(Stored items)
-- Opening Marker --

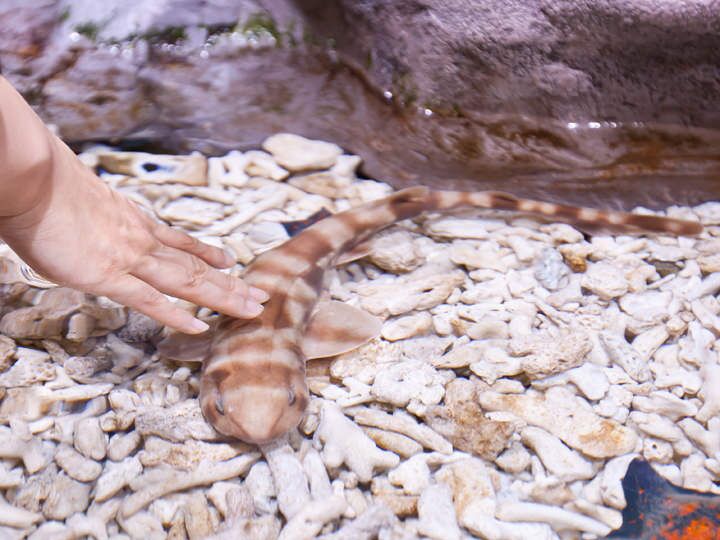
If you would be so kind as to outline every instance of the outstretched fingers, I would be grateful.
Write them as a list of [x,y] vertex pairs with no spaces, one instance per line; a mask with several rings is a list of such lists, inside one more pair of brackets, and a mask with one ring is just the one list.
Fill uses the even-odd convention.
[[141,279],[123,274],[109,281],[102,290],[93,291],[134,308],[156,321],[186,334],[200,334],[208,325],[170,300]]
[[197,238],[178,229],[168,227],[164,223],[157,223],[153,232],[155,238],[166,246],[195,255],[215,268],[229,268],[235,264],[235,259],[227,251],[201,242]]
[[162,246],[131,270],[159,291],[239,318],[257,317],[268,295],[200,258]]

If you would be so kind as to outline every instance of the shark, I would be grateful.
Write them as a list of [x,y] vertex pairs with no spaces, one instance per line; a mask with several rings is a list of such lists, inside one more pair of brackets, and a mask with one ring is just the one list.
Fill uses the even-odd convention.
[[243,280],[270,296],[257,318],[221,315],[203,338],[175,334],[159,343],[158,350],[168,358],[202,359],[200,406],[218,432],[248,443],[271,442],[295,428],[304,415],[310,399],[306,361],[352,350],[380,333],[381,321],[374,316],[342,302],[322,301],[326,271],[348,254],[362,254],[372,235],[394,223],[461,208],[537,214],[593,230],[672,235],[702,231],[693,221],[542,202],[499,191],[410,187],[324,217],[254,259]]

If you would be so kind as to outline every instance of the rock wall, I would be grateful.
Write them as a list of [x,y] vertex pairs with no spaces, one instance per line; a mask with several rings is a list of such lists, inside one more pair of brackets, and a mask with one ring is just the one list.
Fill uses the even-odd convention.
[[[720,4],[301,2],[373,82],[431,109],[718,127]],[[325,30],[326,32],[328,30]]]
[[638,174],[669,178],[650,199],[688,170],[682,202],[717,186],[719,51],[700,0],[0,3],[2,73],[71,142],[219,153],[293,131],[395,185],[589,202],[619,182],[626,206],[658,202]]

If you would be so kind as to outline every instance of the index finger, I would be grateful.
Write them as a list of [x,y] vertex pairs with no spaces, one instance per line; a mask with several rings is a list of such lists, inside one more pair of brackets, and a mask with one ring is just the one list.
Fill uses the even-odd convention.
[[178,229],[158,223],[153,232],[155,238],[166,246],[195,255],[215,268],[229,268],[235,264],[235,259],[224,249],[201,242]]
[[186,334],[200,334],[208,329],[206,323],[173,304],[154,287],[129,274],[114,278],[92,292],[134,308]]

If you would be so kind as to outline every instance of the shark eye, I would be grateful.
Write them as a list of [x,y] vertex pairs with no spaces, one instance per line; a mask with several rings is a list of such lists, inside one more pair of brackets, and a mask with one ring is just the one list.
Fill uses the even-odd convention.
[[222,396],[220,395],[215,398],[215,410],[220,414],[225,414],[225,407],[223,405]]
[[288,390],[288,405],[295,404],[295,391],[291,388]]

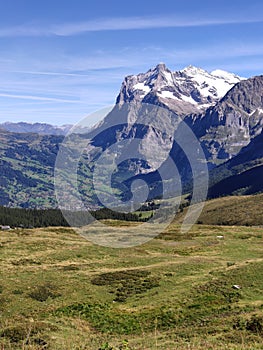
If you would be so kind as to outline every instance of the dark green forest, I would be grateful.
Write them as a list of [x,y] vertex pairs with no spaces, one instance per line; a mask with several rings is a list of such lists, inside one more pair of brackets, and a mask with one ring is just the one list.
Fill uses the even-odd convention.
[[[113,219],[125,221],[146,221],[140,215],[133,213],[119,213],[107,208],[98,209],[90,212],[97,220]],[[90,222],[87,212],[68,212],[75,222],[82,225]],[[59,209],[22,209],[8,208],[0,206],[0,225],[9,225],[10,227],[48,227],[48,226],[69,226]]]

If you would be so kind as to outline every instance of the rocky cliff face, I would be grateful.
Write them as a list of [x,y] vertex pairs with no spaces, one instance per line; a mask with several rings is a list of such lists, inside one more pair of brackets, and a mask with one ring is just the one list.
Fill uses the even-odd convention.
[[160,104],[184,117],[215,104],[242,79],[221,70],[208,73],[193,66],[172,72],[161,63],[146,73],[127,76],[116,102]]
[[262,192],[263,131],[242,148],[237,156],[210,173],[209,197]]
[[[126,113],[128,123],[139,122],[138,116],[145,117],[141,113],[143,103],[161,106],[172,112],[165,117],[156,115],[144,132],[136,134],[141,139],[140,145],[143,145],[138,146],[142,154],[152,154],[158,161],[154,166],[137,164],[137,167],[133,167],[134,175],[146,176],[148,183],[156,182],[154,171],[158,167],[161,166],[164,173],[168,171],[169,162],[163,157],[166,152],[174,159],[182,178],[188,181],[191,169],[182,150],[176,143],[166,142],[163,134],[156,132],[157,128],[152,128],[152,125],[157,123],[159,130],[165,134],[167,130],[173,132],[176,129],[177,116],[183,118],[200,140],[210,169],[217,169],[230,159],[235,160],[247,145],[251,144],[250,148],[256,152],[255,147],[258,147],[259,142],[255,143],[257,146],[254,148],[252,146],[253,139],[262,132],[263,76],[246,80],[224,71],[208,73],[192,66],[171,72],[164,64],[159,64],[145,74],[126,77],[116,102],[118,107],[115,108],[120,110],[128,103],[133,104],[134,107],[128,107]],[[106,117],[104,125],[109,123],[109,119],[112,120],[113,114]],[[142,121],[147,122],[147,118]],[[127,138],[127,133],[122,131],[119,137]],[[129,135],[133,138],[132,133]],[[165,151],[163,154],[157,153],[153,147],[158,144],[162,145]],[[252,157],[251,151],[246,152],[246,155]],[[261,162],[257,160],[257,164],[258,161]],[[219,167],[212,181],[232,176],[233,171],[236,174],[241,168],[242,164],[231,171]]]
[[[87,162],[87,166],[81,165],[79,169],[85,198],[92,197],[94,165],[105,152],[111,152],[113,157],[112,162],[107,159],[109,169],[115,166],[114,159],[120,160],[118,169],[113,169],[113,182],[121,184],[116,185],[118,191],[129,192],[129,179],[142,178],[150,184],[153,197],[162,193],[157,170],[161,169],[169,182],[170,156],[185,182],[186,192],[190,192],[187,186],[191,162],[172,138],[182,119],[205,152],[211,169],[212,196],[233,193],[240,186],[244,189],[242,193],[263,190],[260,180],[257,186],[251,185],[255,178],[261,179],[258,174],[263,168],[263,76],[244,80],[231,73],[219,70],[208,73],[192,66],[172,72],[159,64],[146,73],[126,77],[116,102],[113,110],[88,134],[85,128],[80,128],[72,136],[74,147],[82,143],[86,147],[83,163]],[[22,126],[19,125],[20,131]],[[63,136],[39,137],[6,131],[0,134],[3,170],[0,204],[56,205],[50,183]],[[192,144],[188,146],[194,148]],[[74,152],[73,149],[71,157]],[[111,184],[106,187],[104,175],[100,174],[99,182],[101,191],[107,192]],[[250,184],[246,186],[248,177]],[[226,181],[227,178],[230,180]]]
[[[156,170],[169,155],[172,148],[169,136],[173,135],[180,120],[189,115],[203,116],[207,108],[214,106],[229,89],[242,80],[243,78],[232,73],[220,70],[208,73],[193,66],[172,72],[163,63],[146,73],[127,76],[122,83],[116,106],[100,123],[96,133],[104,129],[109,130],[109,128],[111,131],[104,133],[100,140],[97,137],[89,150],[92,154],[93,147],[104,149],[106,144],[115,142],[114,139],[127,140],[129,138],[132,140],[136,135],[141,140],[135,146],[138,148],[138,154],[146,155],[151,160],[151,164],[143,167],[140,163],[133,167],[135,174]],[[147,105],[163,108],[155,113],[153,107],[147,110],[145,107]],[[201,117],[190,118],[189,124],[197,121],[199,125],[201,119]],[[132,132],[125,123],[141,123],[147,126],[145,128],[135,127],[136,130]],[[119,124],[119,126],[113,126],[114,124]],[[201,129],[202,125],[196,127],[200,135],[202,134]],[[210,147],[210,144],[208,146]],[[209,148],[207,154],[210,153],[213,152]]]
[[186,120],[210,163],[231,159],[262,131],[263,76],[239,82],[215,106]]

-- Closing Marker --

**ASSIGNMENT**. Of all the entries above, repeat only the lines from the line that has "shark, I would be grateful." to the line that has "wall, I would be grateful.", both lines included, exactly.

**SOLUTION TO THIS PROBLEM**.
If you would be so kind as to outline every instance of the shark, I would be grateful.
Write them as a list of [x,y] vertex pairs with no spaces, one instance per line; a mask with several rings is a list of such lists, inside one more pair of brackets, and a mask with one ring is just the one list.
Fill uses the even-odd convention.
[[243,280],[270,296],[257,318],[221,315],[203,338],[175,334],[159,343],[158,350],[168,358],[202,359],[200,406],[218,432],[248,443],[271,442],[295,428],[304,415],[310,399],[306,361],[352,350],[380,333],[381,321],[374,316],[342,302],[322,301],[326,271],[348,254],[362,254],[372,235],[394,223],[461,208],[537,214],[593,230],[672,235],[702,231],[693,221],[542,202],[499,191],[410,187],[324,217],[254,259]]

If you would be so kind as to outline every instance of the rock wall, I would be grateful.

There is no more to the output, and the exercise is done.